==== DATASET ====

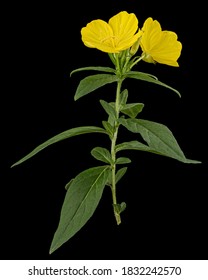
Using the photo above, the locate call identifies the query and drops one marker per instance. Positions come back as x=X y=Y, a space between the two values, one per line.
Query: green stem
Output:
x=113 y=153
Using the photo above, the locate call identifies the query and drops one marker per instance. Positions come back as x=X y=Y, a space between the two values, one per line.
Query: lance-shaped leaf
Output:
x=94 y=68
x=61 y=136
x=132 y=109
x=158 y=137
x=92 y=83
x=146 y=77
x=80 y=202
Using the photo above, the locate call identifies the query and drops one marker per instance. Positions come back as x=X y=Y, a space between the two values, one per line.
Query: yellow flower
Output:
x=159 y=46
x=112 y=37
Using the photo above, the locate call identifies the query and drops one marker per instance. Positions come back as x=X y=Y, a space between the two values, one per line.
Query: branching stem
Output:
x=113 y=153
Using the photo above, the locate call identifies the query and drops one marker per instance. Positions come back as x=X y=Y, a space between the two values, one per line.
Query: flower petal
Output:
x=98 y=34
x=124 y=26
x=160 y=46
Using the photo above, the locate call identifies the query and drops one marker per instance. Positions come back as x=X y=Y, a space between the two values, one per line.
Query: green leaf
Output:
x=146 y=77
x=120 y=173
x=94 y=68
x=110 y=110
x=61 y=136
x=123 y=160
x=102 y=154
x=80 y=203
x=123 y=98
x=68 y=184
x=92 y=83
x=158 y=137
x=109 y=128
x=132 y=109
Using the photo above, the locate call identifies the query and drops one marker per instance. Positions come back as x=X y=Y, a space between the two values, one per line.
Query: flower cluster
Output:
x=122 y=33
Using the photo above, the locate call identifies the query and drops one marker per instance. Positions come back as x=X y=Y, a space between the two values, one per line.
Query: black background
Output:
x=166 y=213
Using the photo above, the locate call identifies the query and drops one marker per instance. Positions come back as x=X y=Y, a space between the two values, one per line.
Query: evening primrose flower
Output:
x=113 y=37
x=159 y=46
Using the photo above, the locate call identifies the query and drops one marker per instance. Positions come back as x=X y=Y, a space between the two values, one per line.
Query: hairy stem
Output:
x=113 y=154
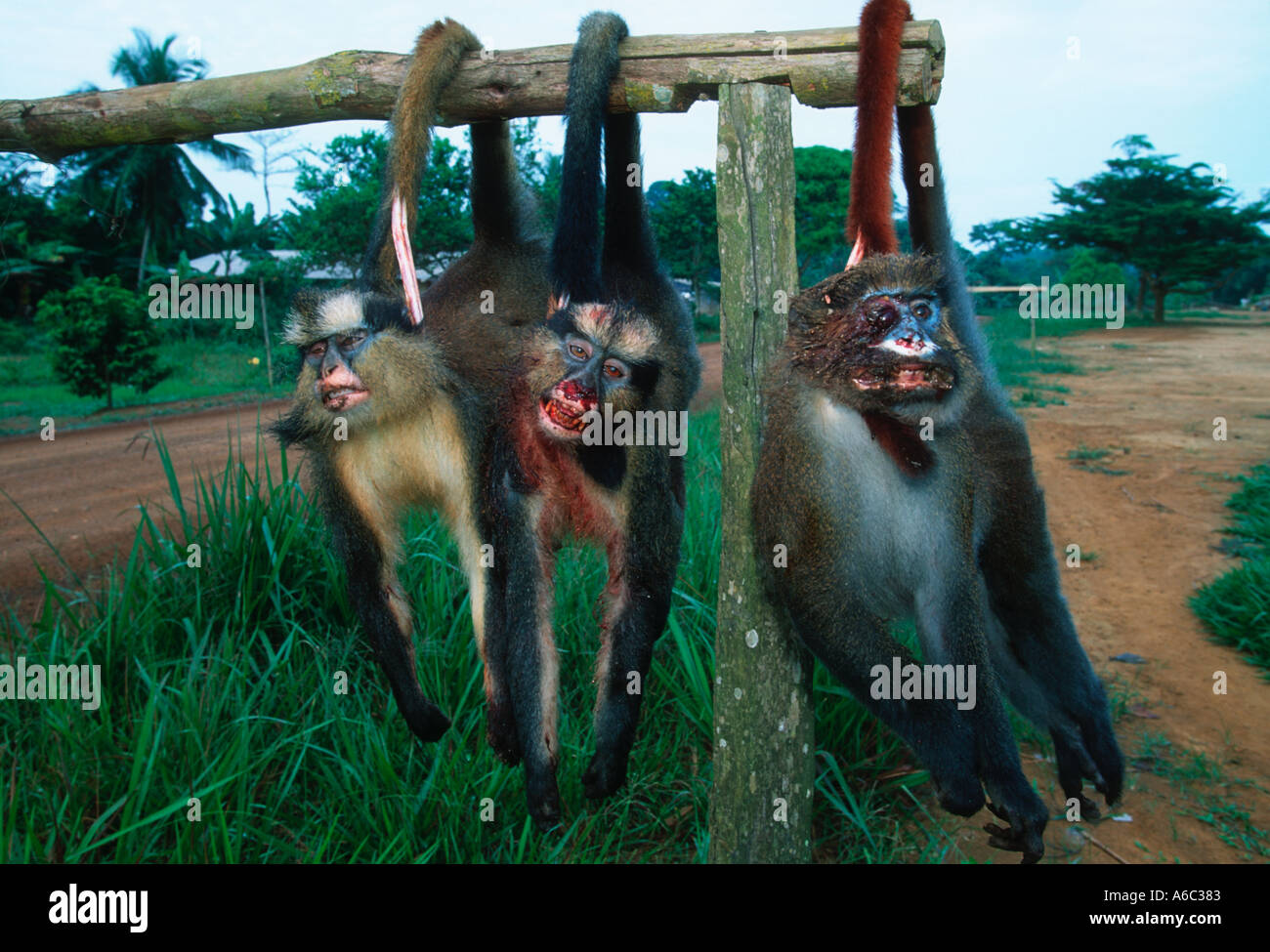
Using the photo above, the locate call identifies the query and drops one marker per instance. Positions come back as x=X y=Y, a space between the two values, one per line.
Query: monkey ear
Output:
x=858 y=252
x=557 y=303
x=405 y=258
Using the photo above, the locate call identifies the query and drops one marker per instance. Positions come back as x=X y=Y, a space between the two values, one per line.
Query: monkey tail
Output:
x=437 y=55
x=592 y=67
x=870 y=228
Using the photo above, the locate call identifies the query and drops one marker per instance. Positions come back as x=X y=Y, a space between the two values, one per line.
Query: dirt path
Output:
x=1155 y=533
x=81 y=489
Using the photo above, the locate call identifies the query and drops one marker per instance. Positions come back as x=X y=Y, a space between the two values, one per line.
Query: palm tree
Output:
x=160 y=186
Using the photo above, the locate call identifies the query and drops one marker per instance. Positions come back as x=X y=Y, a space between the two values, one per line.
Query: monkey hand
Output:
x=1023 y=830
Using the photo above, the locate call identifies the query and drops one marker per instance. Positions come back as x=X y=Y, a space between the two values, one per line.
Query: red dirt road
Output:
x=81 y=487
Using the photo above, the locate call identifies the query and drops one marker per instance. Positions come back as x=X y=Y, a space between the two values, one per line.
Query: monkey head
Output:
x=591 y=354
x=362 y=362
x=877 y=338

====

Which lines of the records contain the word "stem"? Copy each of them.

§ RESULT
Query: green stem
Query: branching stem
Query: hairy stem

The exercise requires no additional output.